**SUPPLIED MATERIAL**
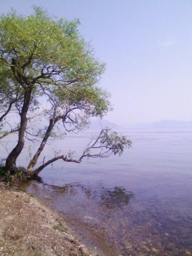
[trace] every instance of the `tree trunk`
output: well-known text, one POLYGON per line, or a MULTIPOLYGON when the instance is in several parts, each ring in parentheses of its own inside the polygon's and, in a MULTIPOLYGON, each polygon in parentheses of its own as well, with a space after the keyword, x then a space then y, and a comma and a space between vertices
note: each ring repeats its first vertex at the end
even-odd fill
POLYGON ((29 109, 33 86, 26 88, 24 95, 24 102, 21 112, 21 122, 19 132, 18 141, 8 156, 5 163, 5 169, 11 173, 15 172, 16 170, 16 160, 24 147, 24 136, 27 128, 27 114, 29 109))
POLYGON ((38 157, 39 156, 40 154, 43 150, 43 149, 45 146, 45 144, 47 142, 47 140, 49 139, 49 137, 51 135, 51 133, 53 128, 56 122, 59 120, 58 118, 51 118, 50 119, 50 124, 48 126, 47 130, 43 137, 42 141, 37 149, 36 153, 35 154, 33 159, 31 160, 29 164, 27 167, 27 171, 29 173, 31 172, 33 168, 36 165, 37 161, 38 160, 38 157))

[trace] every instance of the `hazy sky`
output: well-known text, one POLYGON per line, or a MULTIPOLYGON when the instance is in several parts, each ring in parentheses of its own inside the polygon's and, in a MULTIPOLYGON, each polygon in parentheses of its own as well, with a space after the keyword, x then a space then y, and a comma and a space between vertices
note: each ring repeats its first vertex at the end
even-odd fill
POLYGON ((81 33, 107 65, 100 85, 114 110, 105 119, 192 121, 191 0, 0 0, 0 11, 28 14, 33 4, 80 19, 81 33))

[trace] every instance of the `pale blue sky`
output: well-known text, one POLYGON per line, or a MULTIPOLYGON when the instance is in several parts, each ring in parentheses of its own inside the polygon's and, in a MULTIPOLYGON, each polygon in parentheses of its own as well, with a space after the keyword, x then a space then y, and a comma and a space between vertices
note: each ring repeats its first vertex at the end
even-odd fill
POLYGON ((192 1, 187 0, 0 0, 28 14, 33 4, 68 19, 106 63, 100 85, 116 123, 162 119, 192 121, 192 1))

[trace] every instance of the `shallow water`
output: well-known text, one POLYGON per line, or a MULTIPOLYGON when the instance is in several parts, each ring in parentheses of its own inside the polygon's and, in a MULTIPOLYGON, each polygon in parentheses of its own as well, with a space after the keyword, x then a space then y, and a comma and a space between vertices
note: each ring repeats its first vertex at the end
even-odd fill
MULTIPOLYGON (((122 157, 57 162, 27 189, 101 255, 192 255, 192 127, 122 133, 133 142, 122 157)), ((78 155, 91 135, 50 141, 44 154, 48 159, 54 147, 78 155)))

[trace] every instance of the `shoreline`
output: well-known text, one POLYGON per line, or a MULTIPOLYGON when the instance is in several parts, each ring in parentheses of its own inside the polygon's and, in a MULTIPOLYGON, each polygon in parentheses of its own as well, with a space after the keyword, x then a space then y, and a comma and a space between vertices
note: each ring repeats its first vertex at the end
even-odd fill
POLYGON ((0 183, 0 255, 99 256, 59 213, 28 193, 0 183))

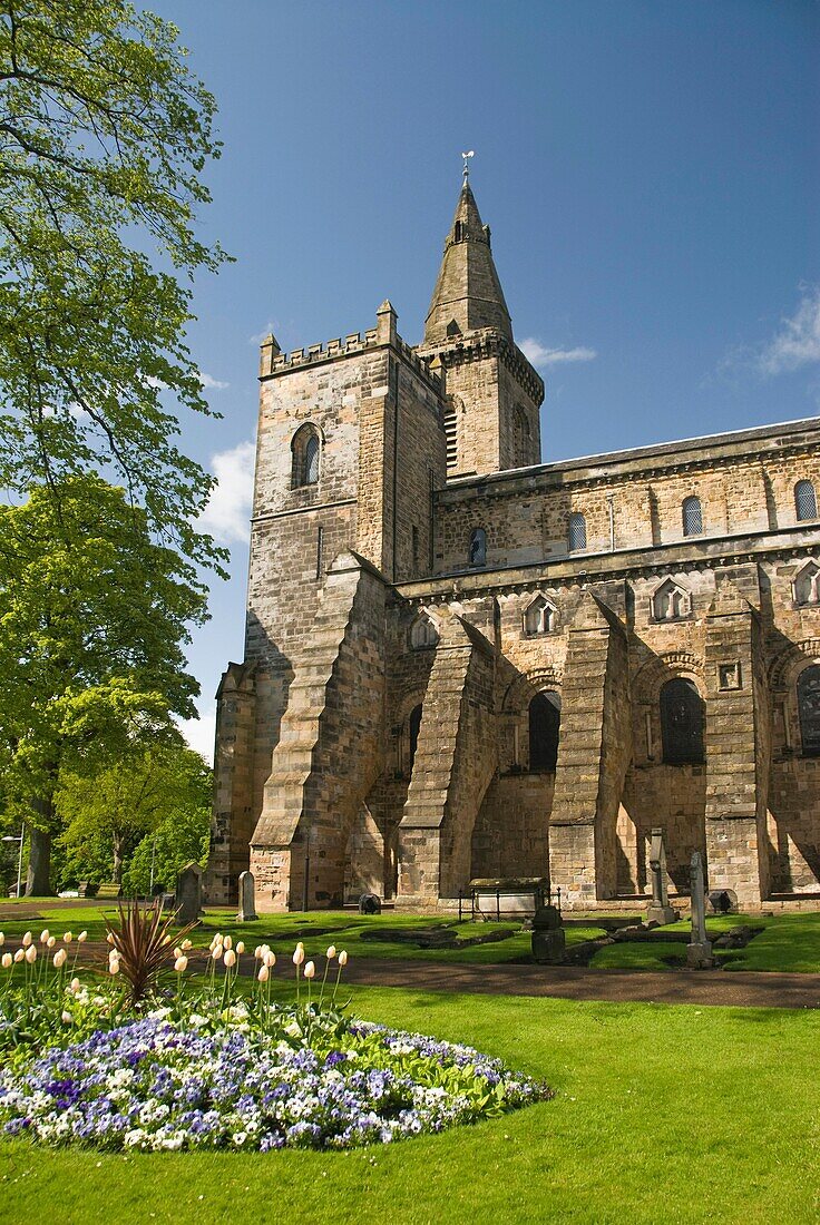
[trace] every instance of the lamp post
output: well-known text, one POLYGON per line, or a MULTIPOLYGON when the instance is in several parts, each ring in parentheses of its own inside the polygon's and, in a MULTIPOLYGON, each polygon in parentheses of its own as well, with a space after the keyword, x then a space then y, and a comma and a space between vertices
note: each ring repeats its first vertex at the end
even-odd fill
POLYGON ((23 877, 23 839, 26 837, 26 826, 21 826, 18 834, 4 834, 0 842, 18 842, 20 843, 20 855, 17 856, 17 892, 16 898, 20 897, 20 887, 22 884, 23 877))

**TASK DESCRIPTION**
Give the lines above as a JSON list of strings, one string per line. Omit blank lines and the pictures.

**TASK RESPONSE**
[
  "[trace] every instance of the `tree trunk`",
  "output: well-known text, one POLYGON per line, or a MULTIPOLYGON when the instance is in several parts, each ring in parentheses of its own inside the polygon's and, in a MULTIPOLYGON, each polygon in parentheses of its own as well, with a space after the keyword, x then a space then y, and a comma and a space between vertices",
  "note: each ring repeats its first vertex at the end",
  "even-odd fill",
  "POLYGON ((29 109, 33 86, 26 88, 24 95, 24 102, 21 112, 21 122, 19 132, 18 141, 8 156, 5 163, 5 169, 11 173, 15 172, 16 170, 16 160, 24 147, 24 136, 27 128, 27 114, 29 109))",
  "POLYGON ((38 157, 39 156, 40 154, 43 150, 43 149, 45 146, 45 144, 47 142, 47 140, 49 139, 49 137, 51 135, 51 133, 53 128, 56 122, 59 120, 58 118, 51 118, 50 119, 50 124, 48 126, 47 130, 43 137, 42 141, 37 149, 36 153, 35 154, 33 159, 31 160, 29 164, 27 167, 27 171, 29 173, 31 172, 33 168, 36 165, 37 161, 38 160, 38 157))",
  "[trace] every instance of the `hazy sky`",
  "output: well-known text, one POLYGON per line, or a MULTIPOLYGON when the instance is in several parts, each ring in parentheses of its own inside the polygon's and, in a MULTIPOLYGON, each polygon in parentheses of its own as well, with a space after the keyword, x then a space then y, and a comma and a space between vertices",
  "note: each ring repeats its first vertex at the end",
  "even-odd fill",
  "POLYGON ((81 33, 107 65, 100 85, 114 110, 105 119, 192 121, 191 0, 0 0, 0 11, 28 14, 33 4, 80 19, 81 33))",
  "[trace] every instance of the `pale blue sky`",
  "output: well-known text, one POLYGON per line, or a MULTIPOLYGON when the instance is in several parts, each ring in parentheses of its own inside the polygon's and, in a MULTIPOLYGON, each polygon in parentheses of its own as well, with a space after the keyword, x then a space then y, and a comma and a space between vertices",
  "note: each ring repeats its first vertex at the end",
  "even-odd fill",
  "POLYGON ((192 1, 187 0, 0 0, 28 14, 33 4, 68 19, 106 63, 100 85, 116 123, 162 119, 192 121, 192 1))",
  "[trace] every instance of the `shallow water`",
  "output: well-known text, one POLYGON per line, or a MULTIPOLYGON when the instance is in several parts, each ring in parentheses of its own inside the polygon's and, in a MULTIPOLYGON, each polygon in parentheses of its own as well, with a space after the keyword, x then a space then y, and a comma and a space between vertices",
  "note: each ring repeats its first vertex at the end",
  "even-odd fill",
  "MULTIPOLYGON (((122 157, 57 162, 27 189, 101 255, 192 255, 192 127, 122 133, 133 142, 122 157)), ((78 155, 91 135, 50 141, 44 154, 48 159, 54 147, 78 155)))",
  "[trace] every instance of the `shoreline`",
  "output: well-known text, one POLYGON per line, or a MULTIPOLYGON when the instance is in several parts, each ring in parentheses of its own inside the polygon's and, in a MULTIPOLYGON, each polygon in parentheses of its own as well, with a space after the keyword, x then a space then y, and a comma and a space between vertices",
  "note: each ring repeats its first vertex at the end",
  "even-odd fill",
  "POLYGON ((0 183, 0 255, 99 256, 59 213, 28 193, 0 183))",
  "[trace] every instance of the lamp post",
  "output: well-known text, one POLYGON per line, or a MULTIPOLYGON when the instance is in several parts, each ring in parentheses of its own inside the polygon's and, in a MULTIPOLYGON, each polygon in parentheses of its own as well, with a space after the keyword, x then a space then y, and a comma and a space between vertices",
  "note: each ring repeats its first vertex at the end",
  "even-odd fill",
  "POLYGON ((23 877, 23 839, 26 837, 26 826, 21 826, 18 834, 4 834, 0 842, 18 842, 20 843, 20 855, 17 856, 17 892, 16 898, 20 897, 20 887, 22 884, 23 877))"
]